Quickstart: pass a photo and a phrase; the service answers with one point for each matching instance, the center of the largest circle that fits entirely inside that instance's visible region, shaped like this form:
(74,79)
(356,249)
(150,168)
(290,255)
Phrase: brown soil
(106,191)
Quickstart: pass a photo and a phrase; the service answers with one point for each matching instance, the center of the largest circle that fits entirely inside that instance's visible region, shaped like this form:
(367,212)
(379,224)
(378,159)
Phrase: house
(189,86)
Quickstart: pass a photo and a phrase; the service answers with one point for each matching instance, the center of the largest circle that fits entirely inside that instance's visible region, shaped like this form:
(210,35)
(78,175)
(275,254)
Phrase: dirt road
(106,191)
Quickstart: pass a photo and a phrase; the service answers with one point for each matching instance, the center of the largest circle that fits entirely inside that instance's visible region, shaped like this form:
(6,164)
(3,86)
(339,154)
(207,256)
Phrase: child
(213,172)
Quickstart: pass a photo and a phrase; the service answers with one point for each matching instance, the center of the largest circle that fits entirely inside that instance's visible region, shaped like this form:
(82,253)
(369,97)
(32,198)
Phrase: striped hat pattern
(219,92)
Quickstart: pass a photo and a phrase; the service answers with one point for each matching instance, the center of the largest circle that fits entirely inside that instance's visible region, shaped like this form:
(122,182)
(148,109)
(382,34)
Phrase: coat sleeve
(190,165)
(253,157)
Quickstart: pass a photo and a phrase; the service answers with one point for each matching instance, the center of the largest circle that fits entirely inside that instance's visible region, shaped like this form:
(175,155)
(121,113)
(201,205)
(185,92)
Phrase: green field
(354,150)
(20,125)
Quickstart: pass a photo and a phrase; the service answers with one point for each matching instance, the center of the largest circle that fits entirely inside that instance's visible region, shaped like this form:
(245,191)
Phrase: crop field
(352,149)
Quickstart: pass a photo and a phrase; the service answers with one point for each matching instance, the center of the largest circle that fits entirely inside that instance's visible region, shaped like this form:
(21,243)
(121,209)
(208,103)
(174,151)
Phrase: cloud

------------

Exercise goal:
The records above should be returned exactly.

Response to the exercise:
Quickstart: pass a photo and a phrase; the service answers with one point for each matching instance, the center of the largest circle that fits entirely inside that instance's visible region, shaped like this form:
(74,79)
(356,249)
(150,168)
(290,255)
Phrase: brown soil
(106,191)
Quickstart: pass a photo and a phrase; the service answers with one point for each matching instance, the center of the largest circle that fits entirely inside that instance's visible region, shaped like this form:
(367,212)
(379,224)
(378,159)
Phrase: house
(189,86)
Quickstart: pass a photo and a phrase; the service answers with one point for each matching instance, the center of the largest circle that fits entirely inside that instance's visible region, shaped like this form:
(210,35)
(78,175)
(275,254)
Phrase: dirt road
(106,191)
Quickstart: pass a photo and a phrase; the service answers with one point for each matching instance, the center of the largest circle that fits entirely inside that instance's visible region, shaped like this form:
(6,164)
(3,86)
(339,154)
(207,256)
Phrase: child
(213,172)
Quickstart: pass a photo and a phrase; the service answers with one point for each matching instance, the center of the largest circle that fits entirely inside that instance's visible region, shaped like this form:
(82,253)
(369,97)
(32,198)
Phrase: striped hat pattern
(219,92)
Quickstart: pass a photo and a phrase; the service answers with one point for each matching instance, the center of the largest circle that fits entirely inside that instance's visible region, shaped like this form:
(122,182)
(148,109)
(382,34)
Phrase: coat sleeve
(190,165)
(253,157)
Quickstart: pass a photo and a phrase; the service answers with one point for each matching instance, the center of the largest circle that fits entirely inside that instance's visible region, shaped like this form:
(175,155)
(121,113)
(201,205)
(185,92)
Phrase: green field
(354,150)
(20,125)
Quickstart: pass a photo and a phrase; the service answers with one point for each matching instance, the center of the largest circle that fits entirely inside that instance's visible region, shaped like this form:
(245,191)
Phrase: crop field
(352,149)
Quickstart: pass a photo and a phrase; the service answers with one point for each matching instance, the center of the largest circle that fits entirely inside that instance's visible region, shaped like this form:
(21,243)
(121,209)
(208,103)
(174,151)
Phrase: cloud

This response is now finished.